▶ **THE EXERCISE**
Resume the text on AI-related dismissals in China, starting right after its last sentence.

▶ **TEXT PASSAGE**
--- begin ---
China has initiated a conversation that extends far beyond labor law. The recent decision by Chinese courts to consider dismissals of workers replaced by artificial intelligence (AI) systems as unjustified does not constitute a blanket ban on automation-driven layoffs, but it sends a clear market signal: AI cannot automatically serve as an excuse to shift all the costs of technological transitions onto employees.
The most cited case involves a worker in Hangzhou dismissed after his company argued that an AI system could handle a significant portion of his tasks. Chinese courts declared the dismissal illegal and awarded over 260,000 yuan in compensation. The underlying message isn’t that companies cannot adopt AI, but that they must better justify organizational changes and take on more social responsibility when automation impacts employment.
From a technological perspective, this is an uncomfortable realization. If a company incorporates AI, automates processes, and increases productivity, it has two main ways to capture that value: reduce labor costs or produce more with the same workforce. If legal, social, or political reasons limit the first approach, the second becomes more likely. In a country with China’s industrial capacity, this can have global consequences.
AI as a productivity multiplier, not just an efficiency enhancer
Discussions about artificial intelligence tend to focus on offices, programmers, customer service, or content creation. But in China, the deeper impact may lie in the combination of AI and physical industries: factories, logistics, quality control, inventory, design, procurement, predictive maintenance, and demand planning.
--- end ---
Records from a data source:
--- begin ---
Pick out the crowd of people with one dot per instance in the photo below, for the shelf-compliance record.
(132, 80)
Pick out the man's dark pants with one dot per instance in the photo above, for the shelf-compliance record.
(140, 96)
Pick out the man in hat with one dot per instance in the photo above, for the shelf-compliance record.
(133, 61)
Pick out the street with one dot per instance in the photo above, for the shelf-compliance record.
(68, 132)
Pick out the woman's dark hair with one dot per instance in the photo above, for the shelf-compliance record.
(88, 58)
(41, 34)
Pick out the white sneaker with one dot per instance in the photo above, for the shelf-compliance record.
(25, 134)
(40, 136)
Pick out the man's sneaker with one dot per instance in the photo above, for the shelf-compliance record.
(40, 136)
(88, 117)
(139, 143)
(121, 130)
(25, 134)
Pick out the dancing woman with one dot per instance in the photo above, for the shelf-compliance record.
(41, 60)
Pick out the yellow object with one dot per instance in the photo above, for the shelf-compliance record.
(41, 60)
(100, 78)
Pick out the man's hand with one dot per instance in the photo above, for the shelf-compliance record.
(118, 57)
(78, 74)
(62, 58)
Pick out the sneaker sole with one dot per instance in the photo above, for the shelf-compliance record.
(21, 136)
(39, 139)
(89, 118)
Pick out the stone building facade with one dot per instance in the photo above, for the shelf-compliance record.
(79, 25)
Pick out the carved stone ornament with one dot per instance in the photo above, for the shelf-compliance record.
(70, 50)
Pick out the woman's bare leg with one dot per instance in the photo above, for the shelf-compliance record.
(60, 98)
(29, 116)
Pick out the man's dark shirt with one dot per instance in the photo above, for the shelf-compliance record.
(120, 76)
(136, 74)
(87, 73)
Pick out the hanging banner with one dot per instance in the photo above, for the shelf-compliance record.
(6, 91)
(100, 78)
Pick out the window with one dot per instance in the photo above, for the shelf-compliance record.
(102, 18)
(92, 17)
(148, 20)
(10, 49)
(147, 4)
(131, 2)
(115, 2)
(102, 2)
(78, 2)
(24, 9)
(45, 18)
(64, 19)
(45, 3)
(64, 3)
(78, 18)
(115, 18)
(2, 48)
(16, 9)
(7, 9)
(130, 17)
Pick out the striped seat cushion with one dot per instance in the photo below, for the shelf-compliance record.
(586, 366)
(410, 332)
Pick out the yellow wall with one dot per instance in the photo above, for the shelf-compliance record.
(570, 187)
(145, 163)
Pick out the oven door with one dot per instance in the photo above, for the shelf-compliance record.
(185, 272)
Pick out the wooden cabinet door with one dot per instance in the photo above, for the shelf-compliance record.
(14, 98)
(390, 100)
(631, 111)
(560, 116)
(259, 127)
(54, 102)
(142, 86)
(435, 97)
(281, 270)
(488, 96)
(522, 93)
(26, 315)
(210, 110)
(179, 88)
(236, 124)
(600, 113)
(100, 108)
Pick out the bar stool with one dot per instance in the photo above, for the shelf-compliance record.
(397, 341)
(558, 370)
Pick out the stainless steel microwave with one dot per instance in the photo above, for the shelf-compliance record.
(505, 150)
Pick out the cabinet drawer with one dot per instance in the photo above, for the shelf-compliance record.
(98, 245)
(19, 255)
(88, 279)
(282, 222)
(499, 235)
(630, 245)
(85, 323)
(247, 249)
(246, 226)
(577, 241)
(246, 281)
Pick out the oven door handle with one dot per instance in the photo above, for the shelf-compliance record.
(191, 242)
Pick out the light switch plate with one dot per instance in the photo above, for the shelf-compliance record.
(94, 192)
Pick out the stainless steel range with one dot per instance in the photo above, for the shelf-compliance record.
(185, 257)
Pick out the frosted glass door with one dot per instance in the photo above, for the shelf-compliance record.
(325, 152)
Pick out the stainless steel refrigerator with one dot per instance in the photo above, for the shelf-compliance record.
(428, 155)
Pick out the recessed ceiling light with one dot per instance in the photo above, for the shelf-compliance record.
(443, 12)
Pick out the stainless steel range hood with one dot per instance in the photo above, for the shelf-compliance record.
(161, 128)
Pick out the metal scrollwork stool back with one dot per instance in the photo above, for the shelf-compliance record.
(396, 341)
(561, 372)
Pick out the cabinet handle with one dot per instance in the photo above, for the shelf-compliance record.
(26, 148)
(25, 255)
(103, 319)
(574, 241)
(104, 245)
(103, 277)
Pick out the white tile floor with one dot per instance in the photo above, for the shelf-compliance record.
--- end ---
--- begin ---
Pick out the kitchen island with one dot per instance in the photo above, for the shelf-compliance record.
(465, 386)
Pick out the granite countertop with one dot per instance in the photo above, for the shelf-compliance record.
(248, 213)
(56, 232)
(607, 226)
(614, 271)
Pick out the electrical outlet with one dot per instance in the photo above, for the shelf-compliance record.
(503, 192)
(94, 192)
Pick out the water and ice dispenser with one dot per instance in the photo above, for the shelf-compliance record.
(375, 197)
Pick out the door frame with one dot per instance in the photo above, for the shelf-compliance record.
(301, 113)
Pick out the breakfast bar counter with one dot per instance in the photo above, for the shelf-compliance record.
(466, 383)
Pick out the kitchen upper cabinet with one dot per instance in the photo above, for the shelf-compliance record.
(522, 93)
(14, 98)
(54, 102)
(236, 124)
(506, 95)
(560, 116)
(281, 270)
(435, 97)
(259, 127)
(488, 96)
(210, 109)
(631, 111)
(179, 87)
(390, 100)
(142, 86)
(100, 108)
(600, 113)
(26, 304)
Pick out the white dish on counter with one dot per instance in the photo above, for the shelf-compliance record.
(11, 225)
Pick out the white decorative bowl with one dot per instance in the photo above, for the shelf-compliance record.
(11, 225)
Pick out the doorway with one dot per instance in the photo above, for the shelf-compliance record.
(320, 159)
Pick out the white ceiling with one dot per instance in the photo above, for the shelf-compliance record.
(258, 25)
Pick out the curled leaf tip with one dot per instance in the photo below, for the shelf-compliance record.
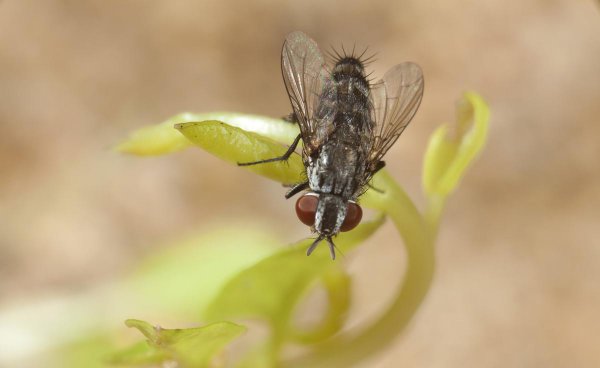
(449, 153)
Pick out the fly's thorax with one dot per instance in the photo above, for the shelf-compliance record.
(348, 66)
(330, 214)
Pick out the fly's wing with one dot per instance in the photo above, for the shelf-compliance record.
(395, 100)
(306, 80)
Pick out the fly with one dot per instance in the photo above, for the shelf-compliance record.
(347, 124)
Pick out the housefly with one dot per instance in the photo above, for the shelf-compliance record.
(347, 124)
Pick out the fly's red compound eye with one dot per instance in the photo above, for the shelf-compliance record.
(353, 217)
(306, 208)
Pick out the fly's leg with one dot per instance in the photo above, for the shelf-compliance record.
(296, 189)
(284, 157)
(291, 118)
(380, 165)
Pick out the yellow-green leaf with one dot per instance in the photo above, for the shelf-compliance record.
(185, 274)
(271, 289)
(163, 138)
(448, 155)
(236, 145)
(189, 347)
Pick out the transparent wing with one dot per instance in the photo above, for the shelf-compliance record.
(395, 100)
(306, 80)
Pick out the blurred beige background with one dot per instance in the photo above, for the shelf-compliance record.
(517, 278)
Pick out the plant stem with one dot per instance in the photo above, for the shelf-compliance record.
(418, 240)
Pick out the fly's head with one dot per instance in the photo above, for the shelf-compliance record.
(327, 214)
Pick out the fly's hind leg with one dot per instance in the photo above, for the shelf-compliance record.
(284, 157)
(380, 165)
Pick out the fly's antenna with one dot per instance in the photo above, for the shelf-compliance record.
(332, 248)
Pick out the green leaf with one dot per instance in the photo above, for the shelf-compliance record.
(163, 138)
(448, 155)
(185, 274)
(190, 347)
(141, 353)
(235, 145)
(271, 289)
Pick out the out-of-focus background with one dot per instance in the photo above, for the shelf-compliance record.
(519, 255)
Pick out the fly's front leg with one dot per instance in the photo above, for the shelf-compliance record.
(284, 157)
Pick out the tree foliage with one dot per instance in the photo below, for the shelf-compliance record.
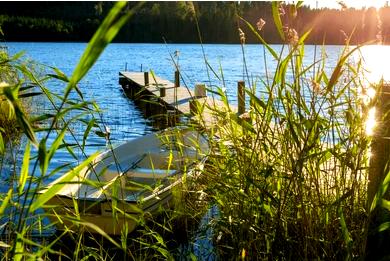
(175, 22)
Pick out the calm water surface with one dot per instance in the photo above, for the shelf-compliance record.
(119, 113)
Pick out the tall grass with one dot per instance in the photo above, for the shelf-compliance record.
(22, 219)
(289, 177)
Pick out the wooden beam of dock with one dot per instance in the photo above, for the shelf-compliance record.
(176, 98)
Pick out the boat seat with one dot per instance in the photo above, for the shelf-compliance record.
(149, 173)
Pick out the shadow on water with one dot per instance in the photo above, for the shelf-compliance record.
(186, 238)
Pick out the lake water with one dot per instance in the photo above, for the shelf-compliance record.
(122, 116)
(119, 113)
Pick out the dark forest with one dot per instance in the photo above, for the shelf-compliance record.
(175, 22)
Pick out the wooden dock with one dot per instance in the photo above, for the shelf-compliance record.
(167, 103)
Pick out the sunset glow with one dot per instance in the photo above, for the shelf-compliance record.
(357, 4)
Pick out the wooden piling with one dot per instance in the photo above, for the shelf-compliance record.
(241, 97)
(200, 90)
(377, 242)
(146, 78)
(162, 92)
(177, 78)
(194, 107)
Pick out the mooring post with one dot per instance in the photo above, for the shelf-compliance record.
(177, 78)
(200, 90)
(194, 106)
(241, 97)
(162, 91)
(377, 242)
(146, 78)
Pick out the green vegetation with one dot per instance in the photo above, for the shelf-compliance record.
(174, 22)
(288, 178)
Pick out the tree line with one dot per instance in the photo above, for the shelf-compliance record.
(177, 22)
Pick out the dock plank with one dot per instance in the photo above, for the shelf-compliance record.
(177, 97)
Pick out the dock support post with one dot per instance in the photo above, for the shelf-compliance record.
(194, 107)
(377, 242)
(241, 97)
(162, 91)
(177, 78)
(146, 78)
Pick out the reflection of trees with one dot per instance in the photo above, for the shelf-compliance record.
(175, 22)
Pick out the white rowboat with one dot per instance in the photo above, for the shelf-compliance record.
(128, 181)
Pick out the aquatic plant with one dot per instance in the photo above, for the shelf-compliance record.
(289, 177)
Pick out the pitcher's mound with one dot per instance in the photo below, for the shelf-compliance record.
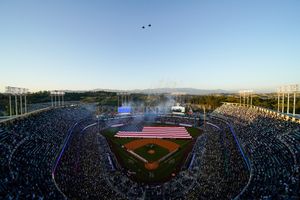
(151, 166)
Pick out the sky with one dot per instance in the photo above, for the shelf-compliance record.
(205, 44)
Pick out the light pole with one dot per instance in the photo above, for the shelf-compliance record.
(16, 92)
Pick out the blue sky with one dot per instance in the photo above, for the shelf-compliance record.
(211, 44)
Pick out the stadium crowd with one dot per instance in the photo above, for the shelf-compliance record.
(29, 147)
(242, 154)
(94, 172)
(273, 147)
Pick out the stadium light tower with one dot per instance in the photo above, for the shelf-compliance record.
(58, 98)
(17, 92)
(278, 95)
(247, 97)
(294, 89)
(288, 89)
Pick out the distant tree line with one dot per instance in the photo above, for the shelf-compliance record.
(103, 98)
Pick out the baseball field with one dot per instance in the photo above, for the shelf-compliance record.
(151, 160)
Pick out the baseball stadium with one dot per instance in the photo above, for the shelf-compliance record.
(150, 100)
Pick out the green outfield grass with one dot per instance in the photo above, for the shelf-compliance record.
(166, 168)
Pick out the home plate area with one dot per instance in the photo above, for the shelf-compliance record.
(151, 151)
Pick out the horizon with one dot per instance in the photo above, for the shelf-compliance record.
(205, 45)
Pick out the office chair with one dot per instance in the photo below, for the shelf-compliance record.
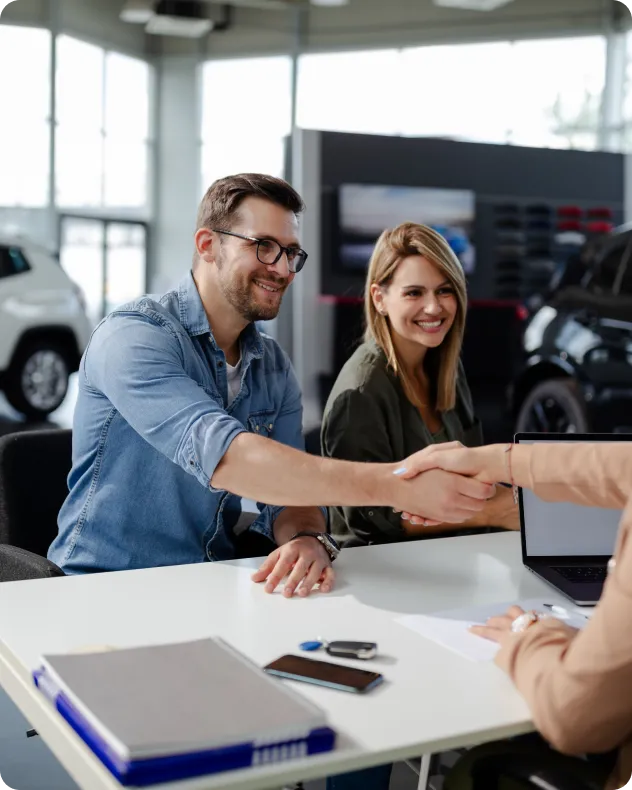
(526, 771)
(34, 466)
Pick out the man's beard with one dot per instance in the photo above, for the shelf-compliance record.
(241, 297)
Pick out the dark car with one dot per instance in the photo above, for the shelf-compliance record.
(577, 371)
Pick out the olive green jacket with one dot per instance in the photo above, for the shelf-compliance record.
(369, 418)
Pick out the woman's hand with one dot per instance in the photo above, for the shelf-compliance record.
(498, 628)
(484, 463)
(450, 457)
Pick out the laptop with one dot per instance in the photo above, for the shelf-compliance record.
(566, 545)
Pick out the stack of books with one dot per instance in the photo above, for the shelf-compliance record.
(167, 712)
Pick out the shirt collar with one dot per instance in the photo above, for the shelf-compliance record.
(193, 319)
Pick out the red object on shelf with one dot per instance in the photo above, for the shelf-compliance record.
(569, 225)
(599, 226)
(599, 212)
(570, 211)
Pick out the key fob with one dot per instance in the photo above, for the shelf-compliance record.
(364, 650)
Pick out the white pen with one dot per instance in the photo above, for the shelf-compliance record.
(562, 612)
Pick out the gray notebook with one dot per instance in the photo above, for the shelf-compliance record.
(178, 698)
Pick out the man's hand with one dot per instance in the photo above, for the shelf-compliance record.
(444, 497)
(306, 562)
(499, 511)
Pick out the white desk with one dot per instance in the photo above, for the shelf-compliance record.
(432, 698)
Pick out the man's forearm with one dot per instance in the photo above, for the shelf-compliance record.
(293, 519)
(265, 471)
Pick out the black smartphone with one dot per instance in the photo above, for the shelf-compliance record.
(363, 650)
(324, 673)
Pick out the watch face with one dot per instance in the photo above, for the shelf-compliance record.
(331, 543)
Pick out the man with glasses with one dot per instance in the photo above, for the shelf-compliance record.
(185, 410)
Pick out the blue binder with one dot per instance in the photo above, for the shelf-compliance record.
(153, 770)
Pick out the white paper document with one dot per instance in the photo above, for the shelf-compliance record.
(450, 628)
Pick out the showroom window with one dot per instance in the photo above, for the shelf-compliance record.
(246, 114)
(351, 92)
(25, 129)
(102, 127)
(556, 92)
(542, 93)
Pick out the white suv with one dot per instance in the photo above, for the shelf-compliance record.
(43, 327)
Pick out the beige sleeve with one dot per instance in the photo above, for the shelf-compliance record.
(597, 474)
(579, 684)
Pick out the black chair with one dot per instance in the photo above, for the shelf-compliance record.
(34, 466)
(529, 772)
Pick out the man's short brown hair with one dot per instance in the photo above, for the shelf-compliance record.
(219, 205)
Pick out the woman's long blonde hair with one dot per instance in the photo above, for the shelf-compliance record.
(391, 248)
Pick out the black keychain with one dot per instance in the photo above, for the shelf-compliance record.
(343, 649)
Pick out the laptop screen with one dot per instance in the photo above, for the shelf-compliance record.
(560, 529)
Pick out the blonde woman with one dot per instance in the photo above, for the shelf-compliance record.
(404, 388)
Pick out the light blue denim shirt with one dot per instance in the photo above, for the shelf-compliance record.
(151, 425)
--- end ---
--- begin ---
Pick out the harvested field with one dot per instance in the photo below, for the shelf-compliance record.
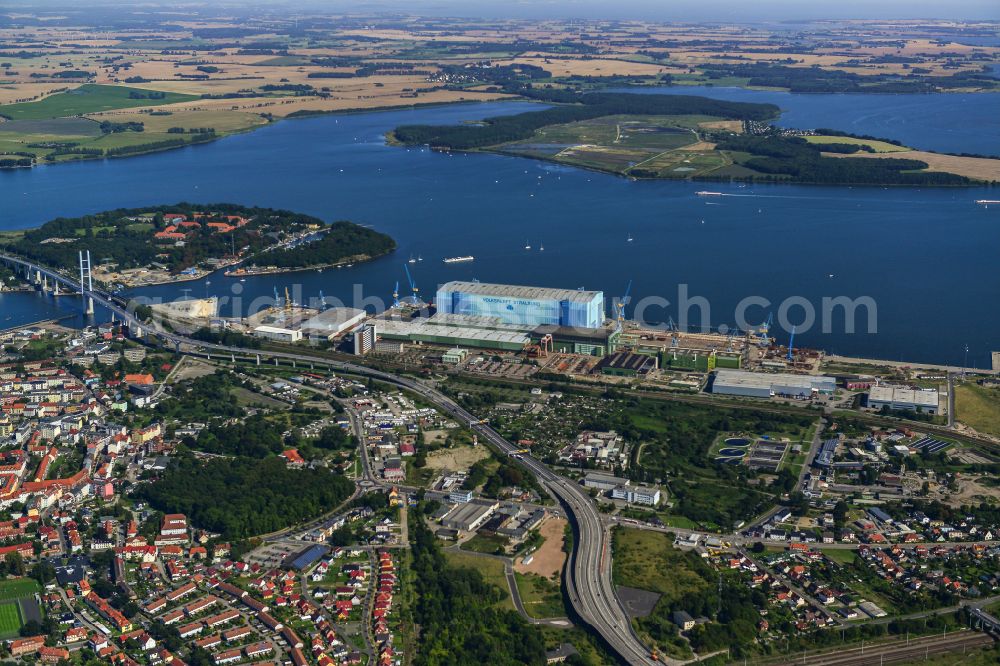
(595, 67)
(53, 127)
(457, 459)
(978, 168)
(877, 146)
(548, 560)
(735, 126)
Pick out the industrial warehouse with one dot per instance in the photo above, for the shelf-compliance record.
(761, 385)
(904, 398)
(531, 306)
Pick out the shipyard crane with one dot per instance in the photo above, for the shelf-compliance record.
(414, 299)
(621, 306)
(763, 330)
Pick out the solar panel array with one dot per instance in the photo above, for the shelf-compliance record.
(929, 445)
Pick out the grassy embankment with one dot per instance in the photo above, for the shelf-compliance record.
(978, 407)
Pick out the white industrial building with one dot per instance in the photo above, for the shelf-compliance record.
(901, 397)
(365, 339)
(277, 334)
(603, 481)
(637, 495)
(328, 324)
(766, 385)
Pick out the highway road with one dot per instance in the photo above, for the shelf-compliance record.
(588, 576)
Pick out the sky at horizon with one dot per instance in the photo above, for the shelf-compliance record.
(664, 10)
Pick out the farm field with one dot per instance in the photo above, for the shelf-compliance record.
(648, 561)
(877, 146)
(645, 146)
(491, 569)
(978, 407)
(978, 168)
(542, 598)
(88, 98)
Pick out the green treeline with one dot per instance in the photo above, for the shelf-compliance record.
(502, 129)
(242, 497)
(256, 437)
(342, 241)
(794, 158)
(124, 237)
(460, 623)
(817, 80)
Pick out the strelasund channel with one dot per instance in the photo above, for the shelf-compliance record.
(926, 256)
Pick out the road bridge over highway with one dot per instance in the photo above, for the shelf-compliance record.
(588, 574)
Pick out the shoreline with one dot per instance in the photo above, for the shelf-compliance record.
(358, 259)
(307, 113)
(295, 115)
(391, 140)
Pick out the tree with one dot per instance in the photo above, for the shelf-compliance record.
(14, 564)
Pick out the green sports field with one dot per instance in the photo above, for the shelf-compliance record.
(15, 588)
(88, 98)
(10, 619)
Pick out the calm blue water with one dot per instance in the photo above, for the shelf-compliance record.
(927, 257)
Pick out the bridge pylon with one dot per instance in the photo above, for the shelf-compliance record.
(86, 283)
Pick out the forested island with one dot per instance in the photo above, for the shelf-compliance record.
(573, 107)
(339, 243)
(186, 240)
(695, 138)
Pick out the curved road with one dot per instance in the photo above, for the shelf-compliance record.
--- end ---
▶ **RESPONSE**
AI does not produce cars, batteries, solar panels, or electronic components on its own. However, it can better coordinate the supply chain that manufactures them. It can reduce errors, optimize shifts, anticipate breakdowns, detect defects, accelerate prototyping, improve routing, and better match supply with demand. When these improvements are applied across thousands of companies simultaneously, the result is not just internal efficiency; it could be an increase in the country’s overall productive capacity.
The dilemma is straightforward to explain but difficult to manage. A company that previously produced 100 units with 100 workers might use AI to produce the same 100 units with just 70 employees. But if the political or legal environment makes workforce reductions difficult, it may attempt to produce 140, 180, or 200 units with the same 100 workers. Productivity rises, employment remains stable, but the market must absorb the excess.
| AI Adoption Scenario | What the company does | Microeconomic effect | Macroeconomic risk |
|---|---|---|---|
| Automation with layoffs | Maintains production but reduces workforce | Improves margins and lowers costs | Unemployment, decreased consumption, social tension |
| Automation without layoffs | Maintains workforce and increases output | Increases volume and lowers unit costs | Overcapacity and price pressure |
| AI to boost exports | Uses productivity gains to gain market share abroad | Enhanced international competitiveness | Trade conflicts and tariffs |
| Internal efficiency via AI | Reduces waste and downtime | Improves profitability without increasing volume | Less external impact if overall production doesn’t grow |
| AI combined with industrial policy | Coordinates automation, employment, and scale | Strengthens strategic sectors | Increased global dependence on China |
The difference between efficiency and overproduction depends on demand. If the market grows, the additional productivity can be absorbed. If it doesn’t grow enough, inventories build up, price wars emerge, and aggressive exports ensue. This is already happening in sectors where China has accumulated industrial capacity far beyond domestic demand.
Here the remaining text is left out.